━━━ Reading passage ━━━

This is not my first engagement (cue scary music).
I am really struggling with what details to include in this post, because now it feels like so long ago, and after a long journey I finally feel recovered enough from the whole experience that it is hard to want to throw myself back into it. But again, I strongly feel that broken engagements should be talked about.
When he proposed, I was 20 and a junior in college; he was 28 and a very charismatic person. We had been dating since I turned 18, right at the start of my freshman year of college, but we had known each other for many years at that point. We already had an unequal power relationship going into our dating relationship. At the tender age of 18 I just didn't understand why this was weird, because we liked each other, in fact we loved each other, and he started to talk about marrying me within the first month of our dating relationship (he was 26 when we started dating, the age I am now... which is sort of strange to think about). He gave the first ultimatum that I can remember (you are acting like X, I can't be with someone who is X) within the first six months of our relationship. I tried so hard to be what he wanted me to be. He was anxious to settle down and have a family, that was the most important thing to him in his future, and I thought that was what I wanted too. We planned to get married right after I graduated in August.
But as many of you know, things change from when you are 18. I had always been a great student. I love to learn and I love school (major nerd alert). Despite that, I never had set-in-stone career aspirations, and I had never contemplated graduate school. That all changed when I found a major I really loved and felt passionate about, and realized graduate school could be a real possibility for me.

━━━ Record list ━━━

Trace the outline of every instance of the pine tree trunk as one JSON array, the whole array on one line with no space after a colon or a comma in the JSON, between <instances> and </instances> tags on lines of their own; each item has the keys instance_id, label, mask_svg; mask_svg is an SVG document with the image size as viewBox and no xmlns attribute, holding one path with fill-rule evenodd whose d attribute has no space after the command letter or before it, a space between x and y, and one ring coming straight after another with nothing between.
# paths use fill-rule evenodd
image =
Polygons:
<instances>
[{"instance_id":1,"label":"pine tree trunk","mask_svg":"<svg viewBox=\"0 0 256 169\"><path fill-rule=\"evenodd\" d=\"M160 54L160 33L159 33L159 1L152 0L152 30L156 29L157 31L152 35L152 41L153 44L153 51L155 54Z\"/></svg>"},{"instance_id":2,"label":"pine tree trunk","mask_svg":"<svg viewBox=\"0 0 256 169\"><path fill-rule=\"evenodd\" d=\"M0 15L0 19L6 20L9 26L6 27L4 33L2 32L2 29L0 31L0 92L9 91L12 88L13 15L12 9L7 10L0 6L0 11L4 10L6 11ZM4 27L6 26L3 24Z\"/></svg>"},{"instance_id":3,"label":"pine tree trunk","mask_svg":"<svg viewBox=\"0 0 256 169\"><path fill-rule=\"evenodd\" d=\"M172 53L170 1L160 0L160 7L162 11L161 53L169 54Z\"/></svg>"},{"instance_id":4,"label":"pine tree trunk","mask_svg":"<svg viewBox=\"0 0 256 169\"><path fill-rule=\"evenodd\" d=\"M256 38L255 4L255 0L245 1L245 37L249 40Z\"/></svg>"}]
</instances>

━━━

Goal 1: From the post about a broken engagement, reproduce word for word the passage starting at "This is not" and ending at "be talked about.".
Goal 2:
Answer these questions from the post about a broken engagement:
(a) How old was the writer when he proposed?
(b) When did the couple plan to get married?
(c) What did the writer realize could be a real possibility after finding a major they loved?

Task answer 1:
This is not my first engagement (cue scary music).
I am really struggling with what details to include in this post, because now it feels like so long ago, and after a long journey I finally feel recovered enough from the whole experience that it is hard to want to throw myself back into it. But again, I strongly feel that broken engagements should be talked about.

Task answer 2:
(a) 20
(b) Right after the writer graduated, in August
(c) Graduate school